> **Given passage**
** Start **
In 1985, ‘Young Sherlock Holmes’ featured the first completely computer-generated character: a stained glass knight that leaped from its window to engage in a duel. It was a fantastic accomplishment from the wizards at Industrial Light and Magic, and opened the floodgates for computer animation in motion pictures.
Now, two decades later, comes ‘Robots,’ the newest completely computer-generated effort from Chris Wedge and Carlos Saldanha, the minds behind 2002’s ‘Ice Age.’ It is an astonishing achievement in computer animation, on par with top-tier photo-realistic effects but with a stylistic flair all its own. If you like your eye candy then read no further and go see ‘Robots’ now. Lucky for us, there’s much more to ‘Robots’ than good looks.
The plot is generic enough: Rodney Copperbottom (Ewan McGregor) heads from his small-town home into the bustle of Robot City to meet his idol, Bigweld (Mel Brooks). When he arrives, he finds that Bigweld has been supplanted by Ratchet (Greg Kinnear), who stops production of Bigweld’s cheap replacement parts in favor of more expensive upgrades. Ratchet wants robots to pay more for their repairs so that he can make more money, and he’s willing to turn any robot that can’t afford repairs into scrap. Rodney refuses to stand for this and, with the help of Fender (Robin Williams), a group of misfit robots, and Bigweld loyalist Cappy (Halle Berry), he defeats the evil Ratchet and Madame Gasket (Jim Broadbent). Order is restored, Rodney’s ailing father and all of Robot City are saved, and everyone lives happily ever after. Though the basics of the plot could fit any number of movies, it is really nothing more than a framework for the wit and warmth that ‘Robots’ lavishes on its audience.
** End **
> **Written problem 1**
Turn the records, from the line with "of the tussock" through the end of the records, into a Markdown table with the columns No. and Entry, leaving out blank lines and the pictures.
The records below have no connection to the text about the film.

> **Rows**
** Start **
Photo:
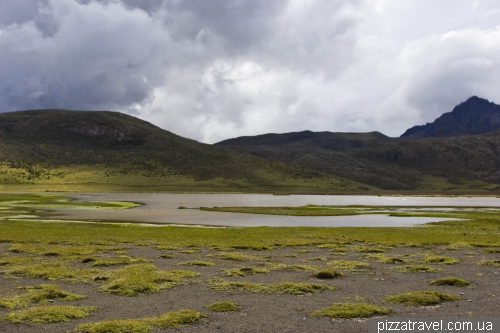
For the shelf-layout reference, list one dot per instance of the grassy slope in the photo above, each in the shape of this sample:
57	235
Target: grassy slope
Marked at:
110	151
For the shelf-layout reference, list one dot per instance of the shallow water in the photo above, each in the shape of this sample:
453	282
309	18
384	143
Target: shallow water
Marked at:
163	208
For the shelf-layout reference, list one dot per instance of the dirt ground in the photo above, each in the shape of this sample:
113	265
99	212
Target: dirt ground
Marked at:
279	313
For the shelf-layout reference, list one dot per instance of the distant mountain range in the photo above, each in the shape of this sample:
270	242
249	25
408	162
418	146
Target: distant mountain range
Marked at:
439	155
86	150
475	116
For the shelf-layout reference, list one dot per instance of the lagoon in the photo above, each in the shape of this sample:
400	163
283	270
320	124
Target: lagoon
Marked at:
163	208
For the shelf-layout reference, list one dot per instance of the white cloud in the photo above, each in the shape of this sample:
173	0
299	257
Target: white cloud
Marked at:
211	70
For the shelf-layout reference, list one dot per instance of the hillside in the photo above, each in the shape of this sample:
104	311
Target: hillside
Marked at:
474	116
449	159
100	150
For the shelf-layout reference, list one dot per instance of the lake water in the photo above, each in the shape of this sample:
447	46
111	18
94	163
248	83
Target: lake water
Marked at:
163	208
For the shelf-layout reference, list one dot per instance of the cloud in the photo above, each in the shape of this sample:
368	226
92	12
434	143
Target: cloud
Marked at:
210	70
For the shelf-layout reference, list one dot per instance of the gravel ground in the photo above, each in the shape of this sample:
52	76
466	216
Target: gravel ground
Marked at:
279	313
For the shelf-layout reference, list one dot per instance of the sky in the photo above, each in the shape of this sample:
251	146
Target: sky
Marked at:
211	70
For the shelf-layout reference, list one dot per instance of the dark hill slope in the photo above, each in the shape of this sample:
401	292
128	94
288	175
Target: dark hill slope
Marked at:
474	116
116	140
308	139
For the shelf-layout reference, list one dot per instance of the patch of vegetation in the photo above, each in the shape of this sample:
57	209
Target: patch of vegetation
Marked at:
352	310
327	274
450	281
142	278
417	269
441	260
223	306
52	271
49	314
385	259
195	263
244	271
121	260
487	262
237	256
173	319
422	298
41	293
292	288
349	264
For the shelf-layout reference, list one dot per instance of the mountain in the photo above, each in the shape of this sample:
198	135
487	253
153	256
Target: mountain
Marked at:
323	140
448	159
474	116
102	150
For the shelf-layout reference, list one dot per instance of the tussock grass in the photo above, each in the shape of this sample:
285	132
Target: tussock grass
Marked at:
422	298
385	259
50	314
417	269
293	268
327	274
52	271
121	260
487	262
223	306
173	319
349	264
450	281
292	288
195	263
244	271
441	260
38	294
142	278
237	256
351	310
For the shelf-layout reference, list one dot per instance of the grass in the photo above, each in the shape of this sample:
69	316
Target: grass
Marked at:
244	271
349	264
237	256
223	306
142	278
417	269
49	314
327	274
351	310
450	281
422	298
195	263
173	319
292	288
41	293
487	262
121	260
441	260
52	271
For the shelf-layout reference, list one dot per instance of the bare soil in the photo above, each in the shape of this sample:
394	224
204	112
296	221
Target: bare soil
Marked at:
280	313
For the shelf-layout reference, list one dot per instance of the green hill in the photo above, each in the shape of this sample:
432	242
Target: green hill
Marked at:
111	151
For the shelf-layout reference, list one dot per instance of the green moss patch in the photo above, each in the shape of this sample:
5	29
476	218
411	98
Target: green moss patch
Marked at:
417	269
142	278
41	293
244	271
223	306
292	288
351	310
450	281
52	271
422	298
49	314
349	264
327	274
173	319
441	260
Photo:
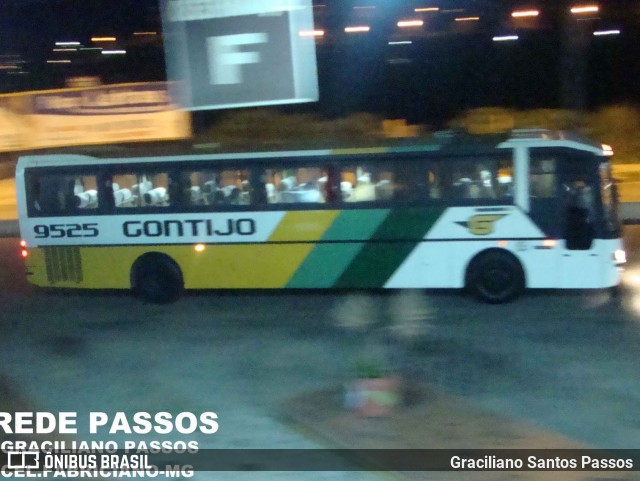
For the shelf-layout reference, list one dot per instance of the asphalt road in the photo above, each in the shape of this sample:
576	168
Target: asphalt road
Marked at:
** End **
> **Written problem 2**
According to the review of 'Robots,' which movie featured the first completely computer-generated character?

> **Full answer 1**
| No. | Entry |
|---|---|
| 1 | For the shelf-layout reference, list one dot per instance of the tussock grass in the photo above, each in the shape of this sample: |
| 2 | 285	132 |
| 3 | Target: tussock grass |
| 4 | Marked at: |
| 5 | 422	298 |
| 6 | 385	259 |
| 7 | 50	314 |
| 8 | 417	269 |
| 9 | 293	268 |
| 10 | 327	274 |
| 11 | 52	271 |
| 12 | 121	260 |
| 13 | 487	262 |
| 14 | 223	306 |
| 15 | 173	319 |
| 16 | 349	264 |
| 17 | 450	281 |
| 18 | 292	288 |
| 19 | 195	263 |
| 20 | 244	271 |
| 21 | 441	260 |
| 22 | 38	294 |
| 23 | 142	278 |
| 24 | 237	256 |
| 25 | 351	310 |
| 26 | For the shelf-layout reference, list one dot per instance of the grass in the photo above, each in the shape of this sample: |
| 27 | 69	316 |
| 28 | Target: grass |
| 29 | Marked at: |
| 30 | 244	271 |
| 31 | 349	264 |
| 32 | 237	256 |
| 33 | 223	306 |
| 34 | 142	278 |
| 35 | 417	269 |
| 36 | 49	314 |
| 37 | 327	274 |
| 38 | 351	310 |
| 39 | 450	281 |
| 40 | 422	298 |
| 41 | 195	263 |
| 42 | 173	319 |
| 43 | 292	288 |
| 44 | 41	293 |
| 45 | 487	262 |
| 46 | 121	260 |
| 47 | 441	260 |
| 48 | 52	271 |
| 49 | For the shelf-layout reference, list one dot per instance of the bare soil in the photo above, each in the shape of this sample: |
| 50 | 394	224 |
| 51 | 204	112 |
| 52 | 296	221 |
| 53 | Target: bare soil |
| 54 | Marked at: |
| 55 | 280	313 |
| 56 | For the shelf-layout reference, list one dot per instance of the green hill in the photo above, each in the shape of this sample: |
| 57 | 432	242 |
| 58 | Target: green hill |
| 59 | Marked at: |
| 60 | 111	151 |
| 61 | For the shelf-layout reference, list one dot per instance of the green moss patch in the photo above, each in the shape of this sample: |
| 62 | 5	29 |
| 63 | 476	218 |
| 64 | 411	98 |
| 65 | Target: green moss patch |
| 66 | Marked at: |
| 67 | 417	269 |
| 68 | 142	278 |
| 69 | 41	293 |
| 70 | 244	271 |
| 71 | 223	306 |
| 72 | 292	288 |
| 73 | 351	310 |
| 74 | 450	281 |
| 75 | 52	271 |
| 76 | 422	298 |
| 77 | 49	314 |
| 78 | 349	264 |
| 79 | 327	274 |
| 80 | 173	319 |
| 81 | 441	260 |
| 82 | Photo: |
| 83 | For the shelf-layout reference, list one dot per instance of the asphalt road in the photo above, each in the shape of this sample: |
| 84 | 576	168 |
| 85 | Target: asphalt road |
| 86 | Marked at: |

> **Full answer 2**
'Young Sherlock Holmes,' in 1985.